◆ Goal of the exercise:
Render every line of the entries below as a numbered list, from the line that contains "Please examine the photo and determine if any vegetation" down to the line that contains "324 30 331 55", with both of those lines included. Leave out any blank lines.
— START OF Information supplied —
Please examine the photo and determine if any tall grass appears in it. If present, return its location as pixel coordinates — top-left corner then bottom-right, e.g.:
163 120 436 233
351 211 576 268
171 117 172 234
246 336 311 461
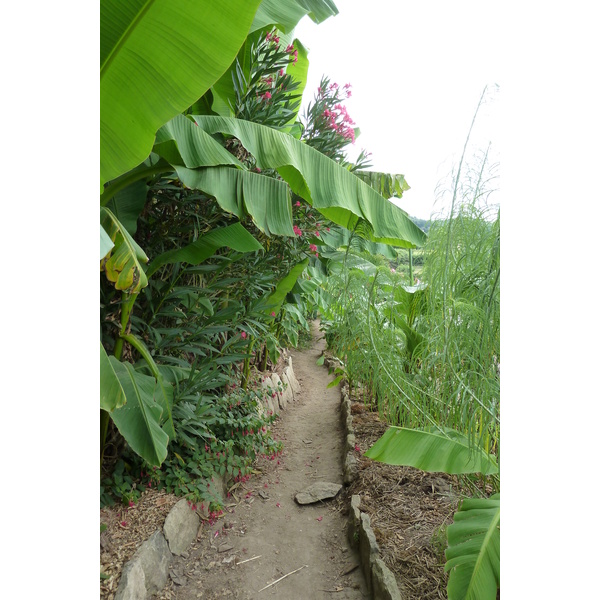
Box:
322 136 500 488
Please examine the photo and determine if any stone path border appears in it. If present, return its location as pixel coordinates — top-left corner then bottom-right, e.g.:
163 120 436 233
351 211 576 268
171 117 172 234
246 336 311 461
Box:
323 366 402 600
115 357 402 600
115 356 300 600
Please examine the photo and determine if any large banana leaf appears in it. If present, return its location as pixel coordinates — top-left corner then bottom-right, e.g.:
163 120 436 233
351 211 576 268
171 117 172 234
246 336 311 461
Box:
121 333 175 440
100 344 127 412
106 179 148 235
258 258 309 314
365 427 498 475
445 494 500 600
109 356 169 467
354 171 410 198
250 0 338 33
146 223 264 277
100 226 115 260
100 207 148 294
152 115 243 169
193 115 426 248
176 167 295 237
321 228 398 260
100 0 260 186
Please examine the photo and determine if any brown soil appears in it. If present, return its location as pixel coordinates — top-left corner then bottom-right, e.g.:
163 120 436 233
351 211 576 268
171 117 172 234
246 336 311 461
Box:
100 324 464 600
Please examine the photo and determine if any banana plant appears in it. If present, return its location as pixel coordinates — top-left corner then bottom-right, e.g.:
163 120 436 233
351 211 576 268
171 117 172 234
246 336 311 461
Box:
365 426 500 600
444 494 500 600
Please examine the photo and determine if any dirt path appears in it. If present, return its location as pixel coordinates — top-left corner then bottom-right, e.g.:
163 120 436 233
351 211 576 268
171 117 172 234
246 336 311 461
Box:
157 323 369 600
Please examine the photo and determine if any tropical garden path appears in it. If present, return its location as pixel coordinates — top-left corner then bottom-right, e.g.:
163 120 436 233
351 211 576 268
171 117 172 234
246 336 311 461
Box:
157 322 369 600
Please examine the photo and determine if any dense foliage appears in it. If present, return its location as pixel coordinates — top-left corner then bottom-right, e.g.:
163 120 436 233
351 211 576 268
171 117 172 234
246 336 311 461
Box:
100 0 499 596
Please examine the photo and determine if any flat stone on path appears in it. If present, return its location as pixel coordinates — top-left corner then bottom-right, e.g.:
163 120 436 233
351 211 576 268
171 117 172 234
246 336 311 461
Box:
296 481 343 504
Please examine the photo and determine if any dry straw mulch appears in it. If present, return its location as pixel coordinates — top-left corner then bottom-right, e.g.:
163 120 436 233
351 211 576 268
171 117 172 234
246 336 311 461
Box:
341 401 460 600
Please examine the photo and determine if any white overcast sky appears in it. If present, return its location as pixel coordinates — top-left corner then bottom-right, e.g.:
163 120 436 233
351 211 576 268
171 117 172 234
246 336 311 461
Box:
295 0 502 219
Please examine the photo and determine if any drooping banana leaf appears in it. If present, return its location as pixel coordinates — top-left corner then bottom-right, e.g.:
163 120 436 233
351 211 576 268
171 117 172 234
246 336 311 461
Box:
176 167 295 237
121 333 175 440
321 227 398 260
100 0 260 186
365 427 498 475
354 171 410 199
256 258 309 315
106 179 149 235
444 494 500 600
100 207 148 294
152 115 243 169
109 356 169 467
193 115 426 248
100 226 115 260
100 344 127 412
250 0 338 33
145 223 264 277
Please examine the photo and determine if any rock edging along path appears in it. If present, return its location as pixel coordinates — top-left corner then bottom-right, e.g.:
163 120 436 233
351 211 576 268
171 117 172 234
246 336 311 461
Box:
— END OF Information supplied —
— START OF Information supplied —
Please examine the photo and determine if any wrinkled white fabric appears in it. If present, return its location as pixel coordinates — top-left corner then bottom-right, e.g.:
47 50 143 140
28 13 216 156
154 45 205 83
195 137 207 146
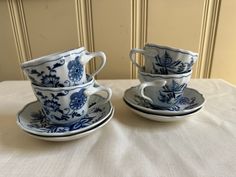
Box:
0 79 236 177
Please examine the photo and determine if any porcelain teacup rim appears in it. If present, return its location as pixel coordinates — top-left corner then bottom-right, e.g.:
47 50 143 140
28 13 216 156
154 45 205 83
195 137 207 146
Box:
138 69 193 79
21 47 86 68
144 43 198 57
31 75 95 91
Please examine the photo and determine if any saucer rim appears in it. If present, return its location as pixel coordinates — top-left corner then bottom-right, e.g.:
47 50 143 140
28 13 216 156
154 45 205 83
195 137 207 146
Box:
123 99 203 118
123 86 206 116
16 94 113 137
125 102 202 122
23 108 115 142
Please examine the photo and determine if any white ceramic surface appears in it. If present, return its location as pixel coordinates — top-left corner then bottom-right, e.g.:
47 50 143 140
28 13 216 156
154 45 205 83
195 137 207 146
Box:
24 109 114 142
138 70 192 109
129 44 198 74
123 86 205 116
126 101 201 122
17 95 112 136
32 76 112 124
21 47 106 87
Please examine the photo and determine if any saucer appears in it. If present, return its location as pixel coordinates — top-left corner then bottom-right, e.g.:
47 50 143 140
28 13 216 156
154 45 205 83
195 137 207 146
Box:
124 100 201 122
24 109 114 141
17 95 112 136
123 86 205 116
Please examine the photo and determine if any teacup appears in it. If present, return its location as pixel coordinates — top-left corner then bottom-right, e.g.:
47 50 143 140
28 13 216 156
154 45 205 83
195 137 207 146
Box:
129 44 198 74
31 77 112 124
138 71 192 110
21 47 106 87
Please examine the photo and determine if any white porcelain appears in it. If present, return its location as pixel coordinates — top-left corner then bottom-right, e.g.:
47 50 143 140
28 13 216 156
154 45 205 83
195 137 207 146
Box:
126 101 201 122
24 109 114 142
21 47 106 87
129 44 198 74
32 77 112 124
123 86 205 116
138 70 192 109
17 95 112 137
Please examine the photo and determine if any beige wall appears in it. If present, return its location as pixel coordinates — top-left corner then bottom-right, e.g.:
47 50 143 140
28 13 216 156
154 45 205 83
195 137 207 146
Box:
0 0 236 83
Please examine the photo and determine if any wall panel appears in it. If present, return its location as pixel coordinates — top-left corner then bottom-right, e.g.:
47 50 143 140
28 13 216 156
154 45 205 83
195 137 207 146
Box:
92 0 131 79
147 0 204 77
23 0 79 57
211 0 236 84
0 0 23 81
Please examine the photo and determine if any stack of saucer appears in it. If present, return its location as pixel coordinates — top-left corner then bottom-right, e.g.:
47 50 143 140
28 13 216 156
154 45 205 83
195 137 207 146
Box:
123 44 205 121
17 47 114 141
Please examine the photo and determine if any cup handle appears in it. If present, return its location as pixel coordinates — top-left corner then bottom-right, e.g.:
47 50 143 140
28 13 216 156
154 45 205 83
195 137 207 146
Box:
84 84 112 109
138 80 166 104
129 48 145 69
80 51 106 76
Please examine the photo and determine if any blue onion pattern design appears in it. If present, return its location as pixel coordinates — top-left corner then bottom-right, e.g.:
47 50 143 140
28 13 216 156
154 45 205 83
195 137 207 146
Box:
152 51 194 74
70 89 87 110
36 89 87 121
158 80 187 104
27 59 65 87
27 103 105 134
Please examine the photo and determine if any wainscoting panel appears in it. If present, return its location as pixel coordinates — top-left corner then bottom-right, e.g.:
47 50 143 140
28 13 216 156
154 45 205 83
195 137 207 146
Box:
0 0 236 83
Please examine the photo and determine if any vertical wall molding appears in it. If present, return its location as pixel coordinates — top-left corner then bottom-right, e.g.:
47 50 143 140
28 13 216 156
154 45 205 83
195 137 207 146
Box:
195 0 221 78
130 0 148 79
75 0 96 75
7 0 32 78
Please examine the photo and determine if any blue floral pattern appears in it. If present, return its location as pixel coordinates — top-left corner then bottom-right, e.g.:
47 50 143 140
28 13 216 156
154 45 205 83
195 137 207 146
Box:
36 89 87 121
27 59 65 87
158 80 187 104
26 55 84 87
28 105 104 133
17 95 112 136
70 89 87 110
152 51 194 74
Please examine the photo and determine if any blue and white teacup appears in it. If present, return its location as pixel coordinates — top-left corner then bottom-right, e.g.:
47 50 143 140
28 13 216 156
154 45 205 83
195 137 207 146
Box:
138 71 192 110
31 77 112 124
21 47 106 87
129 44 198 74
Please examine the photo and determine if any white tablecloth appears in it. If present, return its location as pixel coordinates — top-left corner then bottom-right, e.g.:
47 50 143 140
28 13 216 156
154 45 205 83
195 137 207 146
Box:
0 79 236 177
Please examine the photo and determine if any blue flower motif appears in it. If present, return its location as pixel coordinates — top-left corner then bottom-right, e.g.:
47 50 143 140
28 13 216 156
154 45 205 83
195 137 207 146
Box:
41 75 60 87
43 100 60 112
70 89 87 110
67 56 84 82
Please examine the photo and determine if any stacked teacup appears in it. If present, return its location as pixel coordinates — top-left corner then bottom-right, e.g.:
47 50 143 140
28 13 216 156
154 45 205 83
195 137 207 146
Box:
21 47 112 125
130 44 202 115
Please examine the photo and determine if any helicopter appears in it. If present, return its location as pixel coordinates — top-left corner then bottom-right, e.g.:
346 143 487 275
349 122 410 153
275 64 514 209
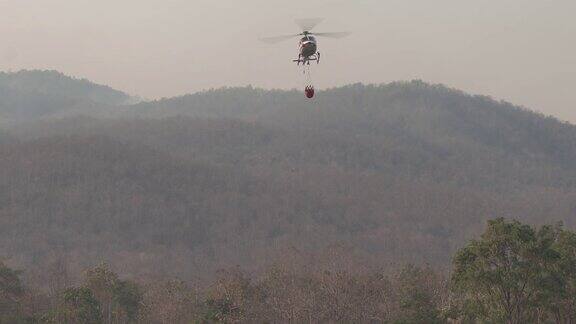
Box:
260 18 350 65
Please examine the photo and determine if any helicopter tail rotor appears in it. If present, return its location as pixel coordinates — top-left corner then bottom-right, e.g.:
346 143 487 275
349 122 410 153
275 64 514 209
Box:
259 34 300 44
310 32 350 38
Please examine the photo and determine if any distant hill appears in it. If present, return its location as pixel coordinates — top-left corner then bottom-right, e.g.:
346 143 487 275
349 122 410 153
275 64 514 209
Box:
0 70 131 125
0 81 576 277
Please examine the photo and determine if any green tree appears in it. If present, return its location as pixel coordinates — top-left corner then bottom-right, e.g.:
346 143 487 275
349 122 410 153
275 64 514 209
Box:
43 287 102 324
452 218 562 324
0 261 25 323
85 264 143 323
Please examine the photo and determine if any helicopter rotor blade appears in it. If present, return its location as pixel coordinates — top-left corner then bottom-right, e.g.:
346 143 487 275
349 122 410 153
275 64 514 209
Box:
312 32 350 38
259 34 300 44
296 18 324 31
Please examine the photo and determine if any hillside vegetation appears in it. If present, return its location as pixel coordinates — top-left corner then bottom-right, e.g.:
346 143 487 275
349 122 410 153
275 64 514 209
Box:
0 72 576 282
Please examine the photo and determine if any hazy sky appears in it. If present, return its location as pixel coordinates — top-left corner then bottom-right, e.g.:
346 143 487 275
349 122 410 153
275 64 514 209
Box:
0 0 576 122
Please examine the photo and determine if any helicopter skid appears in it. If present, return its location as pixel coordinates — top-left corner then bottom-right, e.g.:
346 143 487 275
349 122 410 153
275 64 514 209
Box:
— END OF Information supplied —
— START OF Information supplied —
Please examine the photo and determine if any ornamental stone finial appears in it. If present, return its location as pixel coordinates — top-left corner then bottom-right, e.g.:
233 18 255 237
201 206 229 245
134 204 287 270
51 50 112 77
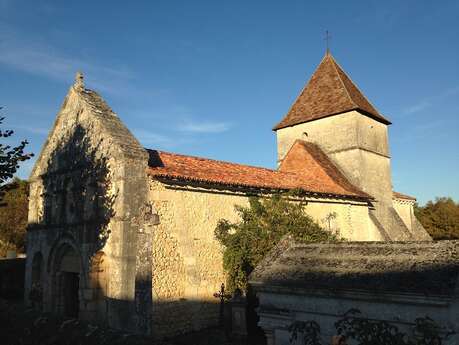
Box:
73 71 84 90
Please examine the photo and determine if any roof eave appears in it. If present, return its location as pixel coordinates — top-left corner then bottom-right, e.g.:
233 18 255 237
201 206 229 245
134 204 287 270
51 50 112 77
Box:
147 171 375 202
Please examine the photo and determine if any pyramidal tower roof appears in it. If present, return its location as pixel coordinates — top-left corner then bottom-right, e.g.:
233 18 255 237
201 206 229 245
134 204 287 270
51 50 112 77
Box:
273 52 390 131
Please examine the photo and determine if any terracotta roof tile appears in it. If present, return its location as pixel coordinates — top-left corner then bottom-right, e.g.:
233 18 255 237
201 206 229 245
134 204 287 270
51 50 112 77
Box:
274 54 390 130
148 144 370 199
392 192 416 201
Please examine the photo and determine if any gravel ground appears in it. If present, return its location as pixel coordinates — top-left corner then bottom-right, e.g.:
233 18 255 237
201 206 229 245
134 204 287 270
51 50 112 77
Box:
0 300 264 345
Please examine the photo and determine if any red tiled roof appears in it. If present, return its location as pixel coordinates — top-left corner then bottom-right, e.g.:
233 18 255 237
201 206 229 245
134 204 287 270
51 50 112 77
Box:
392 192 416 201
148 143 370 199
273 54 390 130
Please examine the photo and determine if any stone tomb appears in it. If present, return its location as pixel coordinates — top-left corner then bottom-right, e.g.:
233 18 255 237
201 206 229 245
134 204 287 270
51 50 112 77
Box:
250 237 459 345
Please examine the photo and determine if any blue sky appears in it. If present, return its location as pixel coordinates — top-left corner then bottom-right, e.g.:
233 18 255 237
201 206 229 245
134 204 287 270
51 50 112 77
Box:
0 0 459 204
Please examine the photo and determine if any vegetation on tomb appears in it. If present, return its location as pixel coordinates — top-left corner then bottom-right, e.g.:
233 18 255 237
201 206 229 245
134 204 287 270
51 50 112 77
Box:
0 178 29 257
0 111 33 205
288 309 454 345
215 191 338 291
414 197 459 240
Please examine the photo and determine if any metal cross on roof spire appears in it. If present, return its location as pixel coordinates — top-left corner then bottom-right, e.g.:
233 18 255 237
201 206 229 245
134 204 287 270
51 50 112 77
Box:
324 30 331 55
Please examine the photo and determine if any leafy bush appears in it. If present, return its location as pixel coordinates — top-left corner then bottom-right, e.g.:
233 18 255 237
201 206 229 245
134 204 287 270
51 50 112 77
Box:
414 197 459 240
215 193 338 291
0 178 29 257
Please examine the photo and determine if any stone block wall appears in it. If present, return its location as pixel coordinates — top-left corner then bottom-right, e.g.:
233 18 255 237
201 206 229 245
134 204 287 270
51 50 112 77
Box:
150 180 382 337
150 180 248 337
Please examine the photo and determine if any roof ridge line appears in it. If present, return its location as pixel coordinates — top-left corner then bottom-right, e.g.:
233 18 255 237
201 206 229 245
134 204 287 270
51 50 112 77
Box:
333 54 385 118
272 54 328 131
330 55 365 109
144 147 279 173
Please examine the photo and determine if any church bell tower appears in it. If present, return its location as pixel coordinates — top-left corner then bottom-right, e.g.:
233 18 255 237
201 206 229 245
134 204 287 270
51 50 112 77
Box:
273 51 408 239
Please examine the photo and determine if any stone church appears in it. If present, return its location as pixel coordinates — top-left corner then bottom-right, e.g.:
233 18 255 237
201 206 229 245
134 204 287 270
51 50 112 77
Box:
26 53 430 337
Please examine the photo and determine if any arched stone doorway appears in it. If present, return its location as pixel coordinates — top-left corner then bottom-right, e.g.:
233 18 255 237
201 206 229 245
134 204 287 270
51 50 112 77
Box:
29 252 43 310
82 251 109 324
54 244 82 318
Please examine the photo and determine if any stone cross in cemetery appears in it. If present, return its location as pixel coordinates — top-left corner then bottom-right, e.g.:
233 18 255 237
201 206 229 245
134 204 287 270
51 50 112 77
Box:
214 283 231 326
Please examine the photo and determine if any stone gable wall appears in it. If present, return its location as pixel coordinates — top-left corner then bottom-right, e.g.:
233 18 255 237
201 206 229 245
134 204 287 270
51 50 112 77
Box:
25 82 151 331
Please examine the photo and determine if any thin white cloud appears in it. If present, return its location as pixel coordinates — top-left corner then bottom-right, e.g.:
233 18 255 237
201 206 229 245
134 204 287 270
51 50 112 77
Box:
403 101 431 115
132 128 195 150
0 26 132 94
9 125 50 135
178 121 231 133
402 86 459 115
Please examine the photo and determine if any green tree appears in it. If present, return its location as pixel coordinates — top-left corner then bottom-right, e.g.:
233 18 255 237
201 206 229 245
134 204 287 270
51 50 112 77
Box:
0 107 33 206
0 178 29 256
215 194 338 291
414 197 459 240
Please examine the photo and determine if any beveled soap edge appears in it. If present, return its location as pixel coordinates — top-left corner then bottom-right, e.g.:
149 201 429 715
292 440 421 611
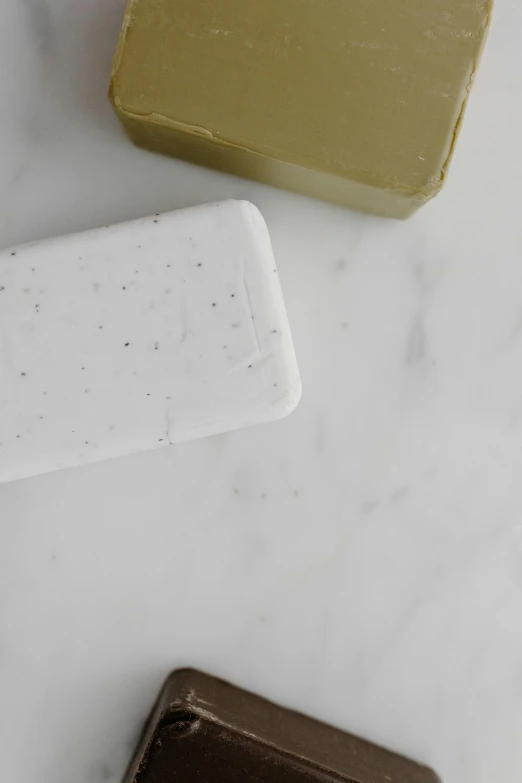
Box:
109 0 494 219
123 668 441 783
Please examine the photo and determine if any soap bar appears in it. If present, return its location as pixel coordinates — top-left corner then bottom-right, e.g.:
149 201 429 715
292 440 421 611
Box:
— END OF Information supplied —
◆ Completed exercise:
1. Please examine the photo and determine if any vegetation on tomb appears in it. If present, return its location as pixel coordinates — top-left corner then bottom-right, e.g.:
2. 233 18 255 237
3. 201 206 229 245
4. 134 204 287 270
5. 51 50 112 77
6. Box:
7. 0 178 29 257
8. 0 111 33 205
9. 288 309 454 345
10. 215 191 338 291
11. 414 197 459 240
12. Please examine the photo and determine if any metal cross on roof spire appears in it. If present, return its location as pixel coordinates — top-left corner then bottom-right, e.g.:
13. 233 18 255 237
14. 201 206 229 245
15. 134 204 287 270
16. 51 50 112 77
17. Box:
18. 324 30 331 55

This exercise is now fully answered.